§ Fragmento proporcionado:

───

Hace un par de semanas, un colega, el periodista Rafa Cabeleira, publicaba un texto llamado Sonrisa y Cuernos que no puedo recomendar lo suficiente. Es una carta de amor a su mejor amigo, Pablo, muerto hace unos meses en un accidente de tráfico del que además, no era culpable. Rafa me ha hablado muchas veces sobre este tema, sobre el echar de menos cada día a alguien que ya no está, al que es imposible volver a ver, a abrazar, a besar, por mucho que uno se empeñe. Pablo, desgraciadamente, vive ya en el recuerdo de los que un día lo conocieron y lo quisieron. Pablo vivirá en Rafa mientras Rafa siga vivo. No queda otra, el mundo de los muertos no pertenece a los vivos.

Una noche le dije a Rafa –quizá, egoístamente- que entendía su sentimiento, que podía acercarme a comprender esa desazón que quiebra el alma cuando se echa tanto de menos a alguien que sólo existe en el recuerdo. Porque hay otro tipo de nostalgia, quizá menos dolorosa en intensidad, pero cuya sombra es mucho más alargada, eterna, tan pesada, que agota al más fuerte. Es la nostalgia que provoca la ausencia de los vivos. La angustiosa pérdida de los que un día lo fueron todo, de los que llenaron las horas de vida, las risas, las penas, las copas, las confidencias, la cama y las caricias. Personas que un buen día decidieron desaparecer de nuestras vidas, sin mirar atrás, cerrando el candado y echando la llave al mar.

───

§ Extractos de datos:
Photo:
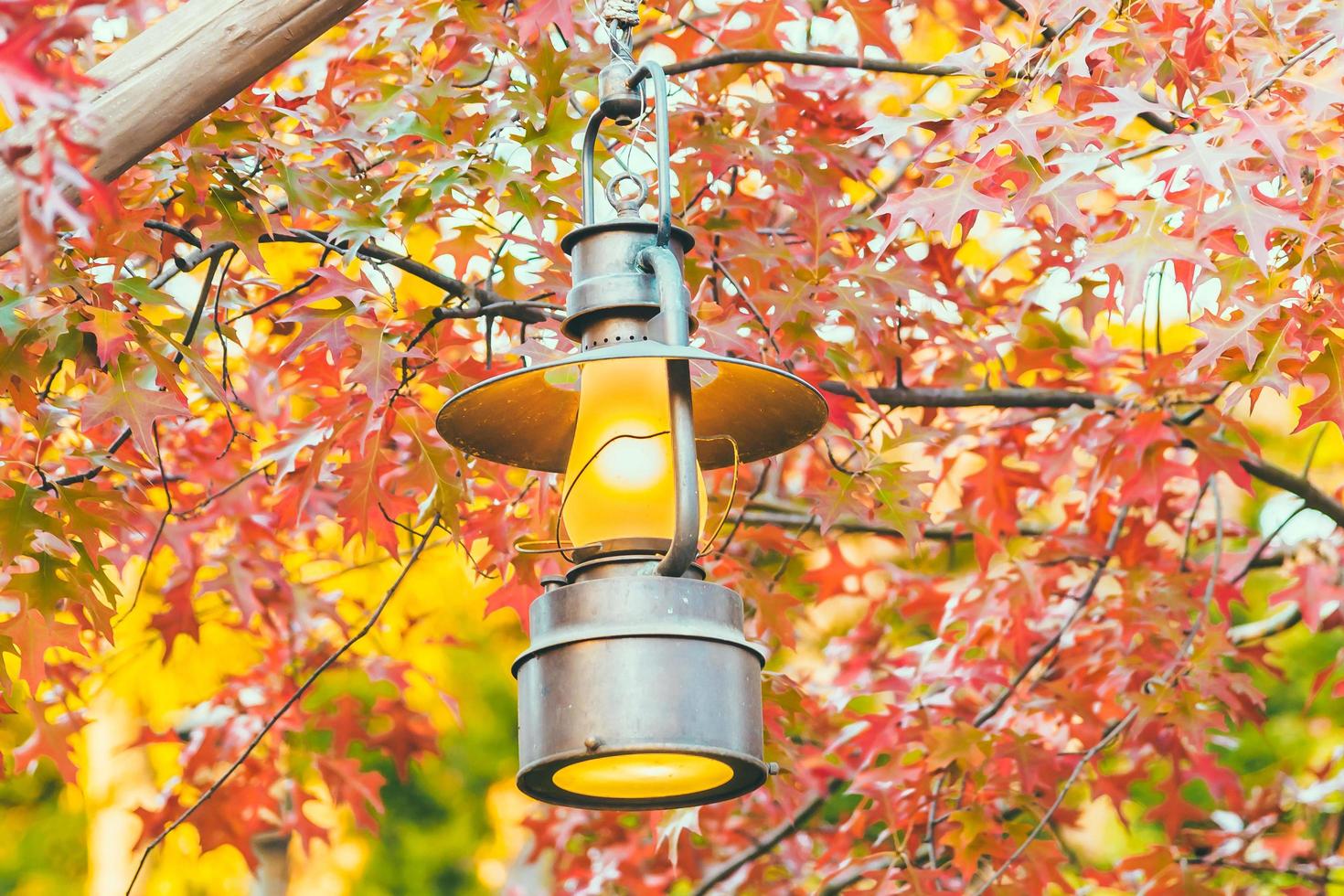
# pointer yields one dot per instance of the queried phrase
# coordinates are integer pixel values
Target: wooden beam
(177, 71)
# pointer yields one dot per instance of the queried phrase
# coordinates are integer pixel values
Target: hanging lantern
(638, 689)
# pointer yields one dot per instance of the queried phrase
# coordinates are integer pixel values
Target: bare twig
(1083, 598)
(773, 838)
(294, 698)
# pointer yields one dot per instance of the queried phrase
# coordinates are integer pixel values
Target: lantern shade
(526, 418)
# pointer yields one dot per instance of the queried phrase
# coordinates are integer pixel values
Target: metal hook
(628, 206)
(652, 71)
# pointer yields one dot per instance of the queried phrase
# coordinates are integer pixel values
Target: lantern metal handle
(686, 532)
(652, 71)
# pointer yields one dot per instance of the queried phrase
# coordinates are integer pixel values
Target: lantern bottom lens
(643, 775)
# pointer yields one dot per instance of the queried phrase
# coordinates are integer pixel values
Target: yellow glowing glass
(643, 775)
(626, 491)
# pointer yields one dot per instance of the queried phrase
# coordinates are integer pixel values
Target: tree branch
(1004, 398)
(1034, 398)
(294, 698)
(476, 300)
(1083, 600)
(773, 838)
(820, 59)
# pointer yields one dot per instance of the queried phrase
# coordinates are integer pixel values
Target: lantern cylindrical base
(638, 692)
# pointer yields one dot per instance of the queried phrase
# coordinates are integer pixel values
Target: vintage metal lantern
(638, 689)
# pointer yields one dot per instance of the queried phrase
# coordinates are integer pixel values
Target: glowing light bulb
(620, 486)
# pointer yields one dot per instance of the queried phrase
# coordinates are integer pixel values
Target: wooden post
(177, 71)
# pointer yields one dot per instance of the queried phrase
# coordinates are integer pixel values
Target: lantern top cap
(526, 418)
(632, 225)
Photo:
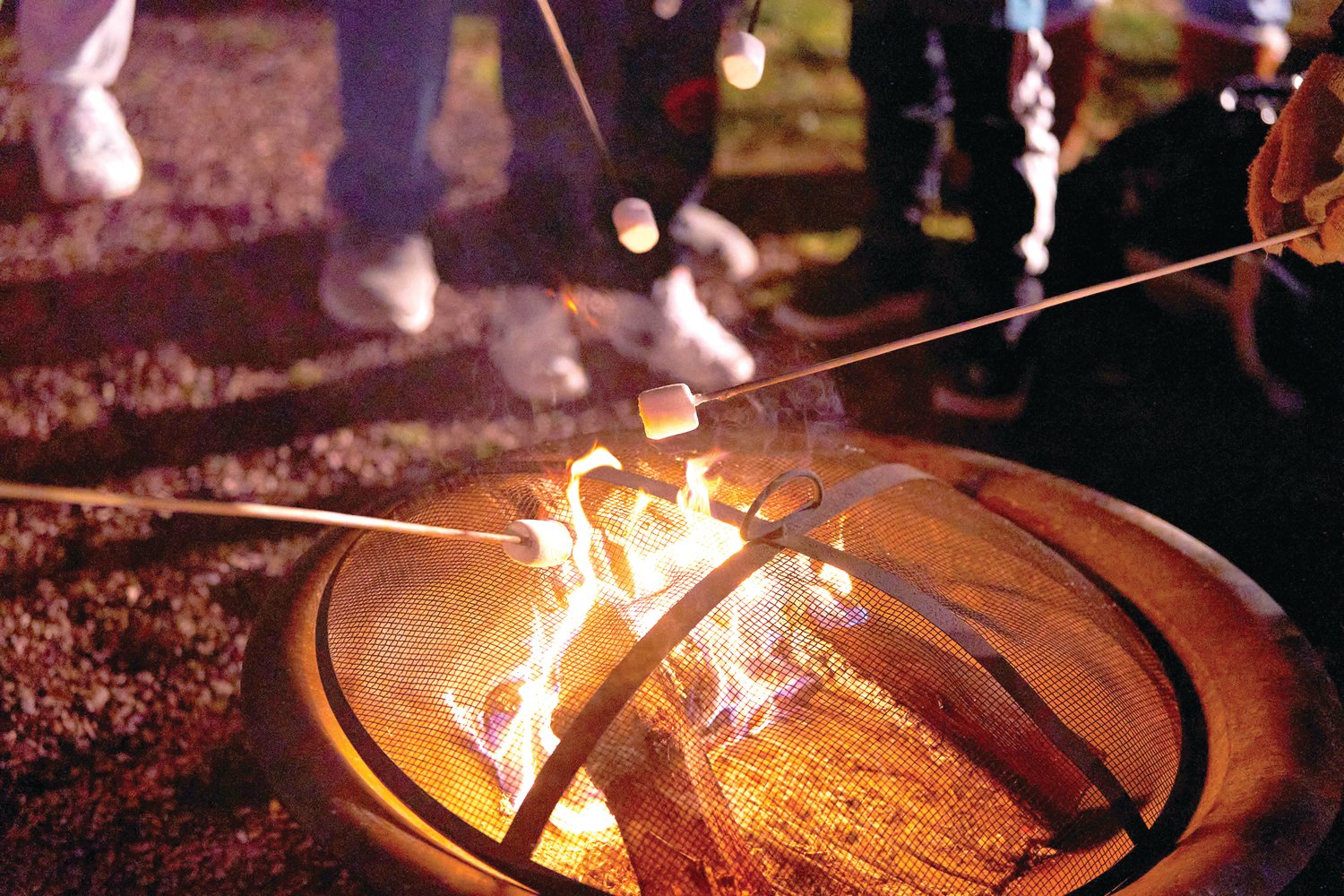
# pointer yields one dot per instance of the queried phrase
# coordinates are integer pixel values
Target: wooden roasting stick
(669, 410)
(677, 828)
(539, 543)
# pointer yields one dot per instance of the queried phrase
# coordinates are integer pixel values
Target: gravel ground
(171, 344)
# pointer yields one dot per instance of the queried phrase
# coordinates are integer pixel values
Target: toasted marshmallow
(546, 543)
(634, 225)
(668, 410)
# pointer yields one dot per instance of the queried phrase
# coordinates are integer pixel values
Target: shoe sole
(895, 309)
(378, 324)
(992, 410)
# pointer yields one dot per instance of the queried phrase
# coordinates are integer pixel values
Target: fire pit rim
(339, 796)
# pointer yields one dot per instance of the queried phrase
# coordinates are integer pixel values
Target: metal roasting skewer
(999, 317)
(531, 541)
(562, 50)
(669, 410)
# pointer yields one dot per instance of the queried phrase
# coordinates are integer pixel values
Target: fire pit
(905, 670)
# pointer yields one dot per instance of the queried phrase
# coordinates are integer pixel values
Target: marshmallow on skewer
(546, 543)
(668, 410)
(744, 59)
(634, 225)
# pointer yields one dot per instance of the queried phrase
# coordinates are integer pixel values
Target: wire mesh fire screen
(758, 673)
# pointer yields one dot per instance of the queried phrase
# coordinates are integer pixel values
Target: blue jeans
(392, 56)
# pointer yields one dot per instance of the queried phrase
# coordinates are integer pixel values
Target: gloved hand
(1297, 177)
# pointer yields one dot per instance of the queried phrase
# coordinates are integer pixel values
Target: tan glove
(1297, 177)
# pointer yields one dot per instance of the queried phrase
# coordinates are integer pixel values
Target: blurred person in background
(1297, 177)
(69, 54)
(981, 65)
(379, 273)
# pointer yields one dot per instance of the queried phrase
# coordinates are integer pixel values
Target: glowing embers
(737, 673)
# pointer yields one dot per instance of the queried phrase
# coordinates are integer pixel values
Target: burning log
(960, 700)
(677, 828)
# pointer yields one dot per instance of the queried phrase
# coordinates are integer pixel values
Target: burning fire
(742, 668)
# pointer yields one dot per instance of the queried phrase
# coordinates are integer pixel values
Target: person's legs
(631, 66)
(392, 58)
(392, 61)
(69, 53)
(898, 66)
(1002, 117)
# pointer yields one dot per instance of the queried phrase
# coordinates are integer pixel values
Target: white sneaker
(532, 346)
(671, 332)
(378, 282)
(82, 147)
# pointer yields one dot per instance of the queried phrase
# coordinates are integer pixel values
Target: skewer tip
(546, 543)
(668, 410)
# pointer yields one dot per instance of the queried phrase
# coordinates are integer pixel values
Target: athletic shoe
(671, 332)
(82, 147)
(378, 282)
(532, 346)
(710, 234)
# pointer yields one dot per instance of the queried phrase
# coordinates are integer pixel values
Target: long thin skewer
(93, 497)
(999, 317)
(562, 50)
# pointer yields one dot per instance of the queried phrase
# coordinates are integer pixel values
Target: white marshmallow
(634, 225)
(668, 410)
(744, 59)
(546, 543)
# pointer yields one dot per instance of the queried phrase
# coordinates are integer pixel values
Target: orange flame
(750, 667)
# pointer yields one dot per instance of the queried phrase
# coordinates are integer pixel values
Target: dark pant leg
(1002, 117)
(669, 102)
(392, 56)
(900, 69)
(556, 168)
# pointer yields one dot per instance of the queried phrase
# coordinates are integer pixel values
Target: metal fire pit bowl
(914, 669)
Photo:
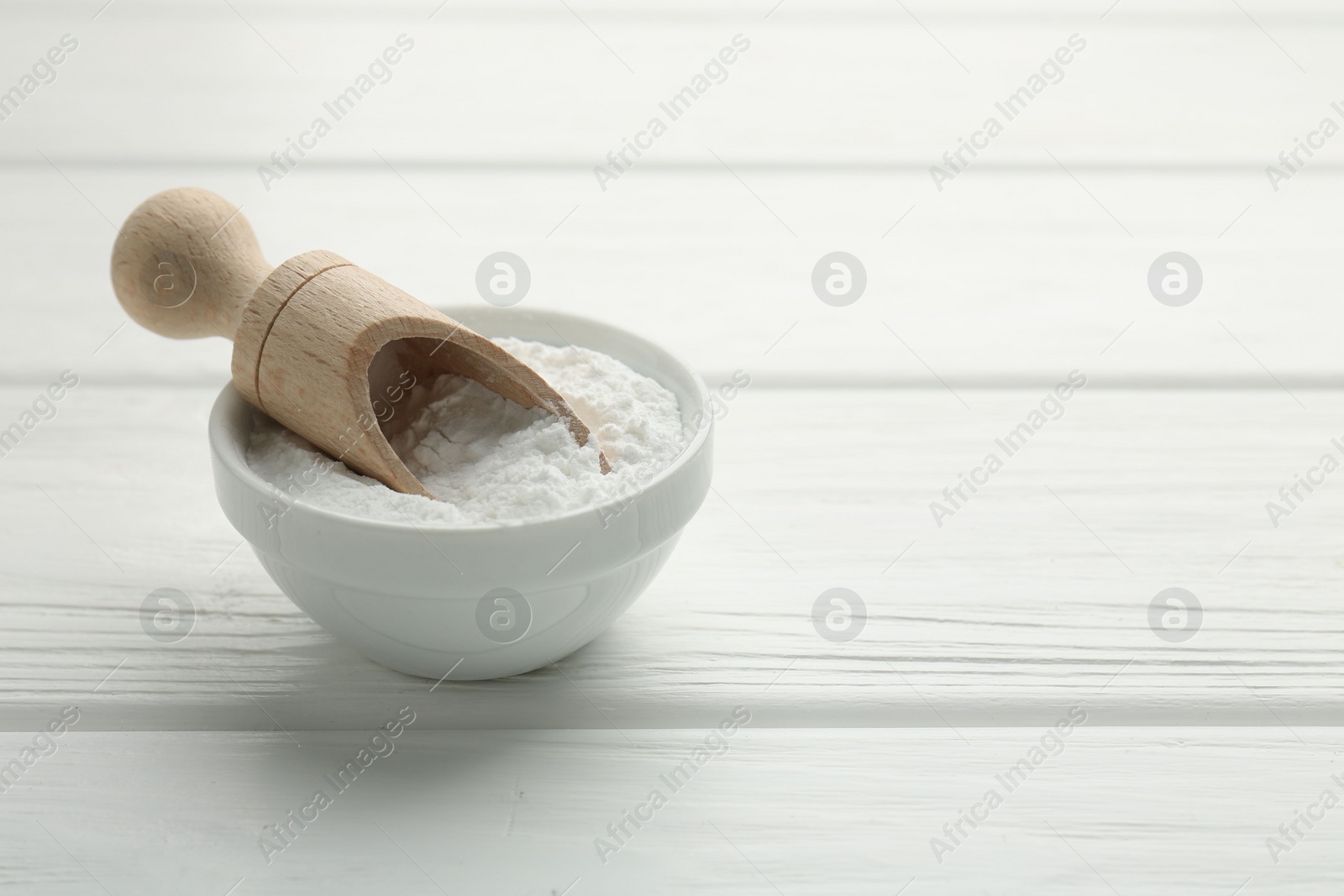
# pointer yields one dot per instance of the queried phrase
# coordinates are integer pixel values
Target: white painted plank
(1034, 595)
(1003, 278)
(817, 812)
(206, 82)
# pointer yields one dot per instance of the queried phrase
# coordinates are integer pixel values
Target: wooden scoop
(322, 345)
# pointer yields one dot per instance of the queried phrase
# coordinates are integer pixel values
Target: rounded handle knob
(186, 264)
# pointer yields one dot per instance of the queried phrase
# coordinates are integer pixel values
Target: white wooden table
(1028, 605)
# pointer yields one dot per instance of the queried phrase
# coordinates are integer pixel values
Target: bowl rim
(237, 464)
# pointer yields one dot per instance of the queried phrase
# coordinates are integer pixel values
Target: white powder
(488, 459)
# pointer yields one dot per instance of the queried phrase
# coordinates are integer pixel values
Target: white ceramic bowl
(474, 602)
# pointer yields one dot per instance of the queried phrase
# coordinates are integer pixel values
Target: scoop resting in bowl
(474, 602)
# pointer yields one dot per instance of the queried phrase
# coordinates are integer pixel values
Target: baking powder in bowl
(491, 461)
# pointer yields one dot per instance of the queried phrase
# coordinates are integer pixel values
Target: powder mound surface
(490, 461)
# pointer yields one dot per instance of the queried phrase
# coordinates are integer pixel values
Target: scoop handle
(186, 264)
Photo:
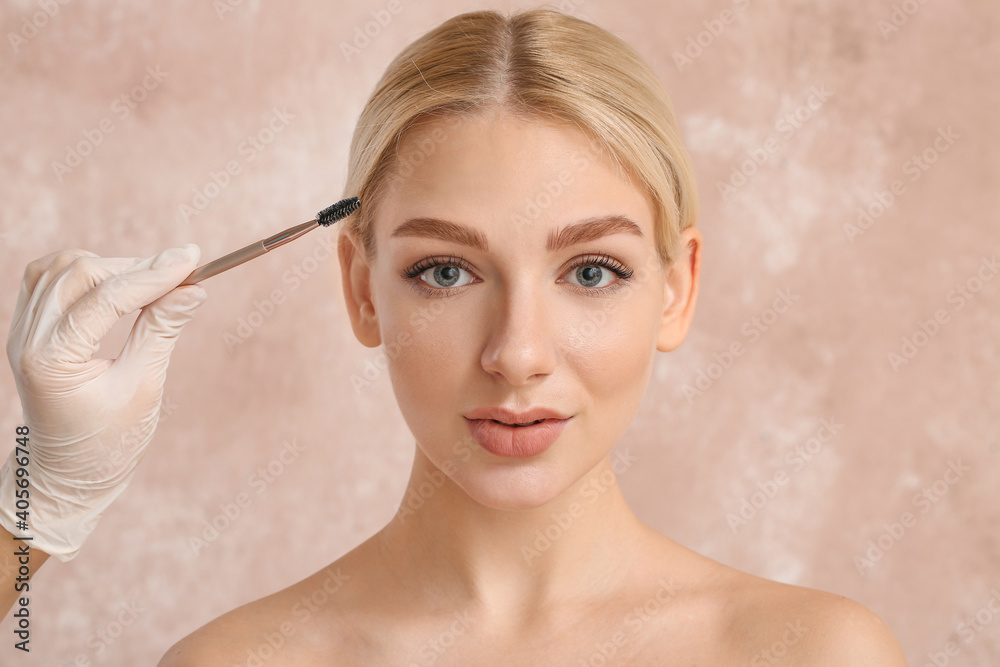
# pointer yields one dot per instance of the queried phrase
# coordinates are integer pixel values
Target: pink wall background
(232, 408)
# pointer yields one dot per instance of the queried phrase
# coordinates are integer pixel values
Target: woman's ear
(680, 291)
(356, 280)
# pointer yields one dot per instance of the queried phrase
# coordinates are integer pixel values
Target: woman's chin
(513, 489)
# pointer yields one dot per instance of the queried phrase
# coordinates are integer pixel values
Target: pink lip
(515, 417)
(516, 441)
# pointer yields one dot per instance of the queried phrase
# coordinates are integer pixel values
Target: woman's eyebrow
(579, 232)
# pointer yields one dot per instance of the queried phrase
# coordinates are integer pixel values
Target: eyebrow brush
(324, 218)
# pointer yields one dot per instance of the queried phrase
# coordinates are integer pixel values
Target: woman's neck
(511, 565)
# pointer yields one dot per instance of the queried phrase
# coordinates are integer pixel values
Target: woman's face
(497, 284)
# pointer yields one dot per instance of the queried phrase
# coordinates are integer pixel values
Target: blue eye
(439, 276)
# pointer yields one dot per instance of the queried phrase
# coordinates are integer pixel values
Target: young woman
(525, 246)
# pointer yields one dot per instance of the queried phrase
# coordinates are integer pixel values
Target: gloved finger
(54, 263)
(76, 333)
(155, 332)
(54, 293)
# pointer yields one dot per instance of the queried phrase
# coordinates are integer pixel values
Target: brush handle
(224, 263)
(246, 254)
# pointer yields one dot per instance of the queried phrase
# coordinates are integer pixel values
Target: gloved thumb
(154, 334)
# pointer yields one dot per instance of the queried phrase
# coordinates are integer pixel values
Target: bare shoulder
(771, 621)
(280, 629)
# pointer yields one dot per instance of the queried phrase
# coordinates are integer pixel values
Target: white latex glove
(90, 420)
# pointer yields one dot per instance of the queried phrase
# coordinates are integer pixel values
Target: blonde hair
(541, 64)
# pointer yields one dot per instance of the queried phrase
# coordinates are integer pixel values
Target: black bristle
(341, 209)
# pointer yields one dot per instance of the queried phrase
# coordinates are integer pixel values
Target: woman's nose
(521, 345)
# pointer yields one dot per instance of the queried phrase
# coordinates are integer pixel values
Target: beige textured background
(232, 408)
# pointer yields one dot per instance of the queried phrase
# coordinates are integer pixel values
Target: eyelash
(603, 260)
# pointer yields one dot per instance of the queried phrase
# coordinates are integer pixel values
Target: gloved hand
(90, 420)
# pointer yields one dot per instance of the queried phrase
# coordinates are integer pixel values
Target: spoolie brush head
(341, 209)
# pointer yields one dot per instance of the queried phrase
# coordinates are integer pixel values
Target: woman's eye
(444, 276)
(592, 276)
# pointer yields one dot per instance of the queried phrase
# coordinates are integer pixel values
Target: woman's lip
(516, 441)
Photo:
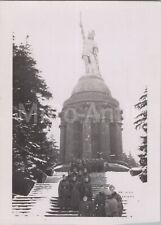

───

§ Tareas obligatorias:
1 > Indica si cada afirmación coincide con el texto sobre la nostalgia y respalda tu respuesta con las palabras exactas del texto: (a) Pablo murió en un accidente de tráfico del que era culpable. (b) Rafa Cabeleira es periodista. (c) La nostalgia que provoca la ausencia de los vivos es más dolorosa en intensidad.
2 > Enumera todo aquello que, según el texto sobre la nostalgia, llenaron los que un día lo fueron todo.
3 > Prolonga el texto sobre la nostalgia a partir de su última oración.
Las entradas no intervienen en este ejercicio.

§ Resultados en orden:
1 >
(a) No: "del que además, no era culpable".
(b) Sí: "el periodista Rafa Cabeleira".
(c) No: "quizá menos dolorosa en intensidad".

2 >
- las horas de vida
- las risas
- las penas
- las copas
- las confidencias
- la cama
- las caricias

3 >
Hay pérdidas cotidianas, imprecisas, sustituibles y luego, están las otras. Las que queman  

Todos hemos sufrido este tipo de pérdidas. Mejores amigos que no se hablan por un pequeño encontronazo del pasado, por dinero, por celos, hermanos inseparables separados a golpe de herencia, padres e hijos que hace años que no se llaman, amores lanzados a la carretera del olvido. Hay pérdidas cotidianas, imprecisas, sustituibles y luego, están las otras. Las que queman.  

En los mejores momentos profesionales de mi vida perdí cualquier relación con tres personas con las que construí gran parte de mi biografía, dos amigos y un gran amor. Cada quien, sus motivos. Dicen que las cosas pasan por algo, y aunque afirmar eso me parece un simple acto de resignación, mi vida es más completa ahora y, definitivamente, soy más libre. Quejarme sería, en cierto modo, una falta de respeto a las personas que me quieren y me acompañan cada día. Sin embargo, igual que Rafa, yo también me despierto a veces, y pienso en las ganas que tengo de llamar a alguno de los tres para contarles el último guión que me han encargado, el enfado con mi madre, el próximo programa de la tele, la última gracieta del perro. Ya no puedo. Los tres pertenecen a otro mundo, el de mis muertos.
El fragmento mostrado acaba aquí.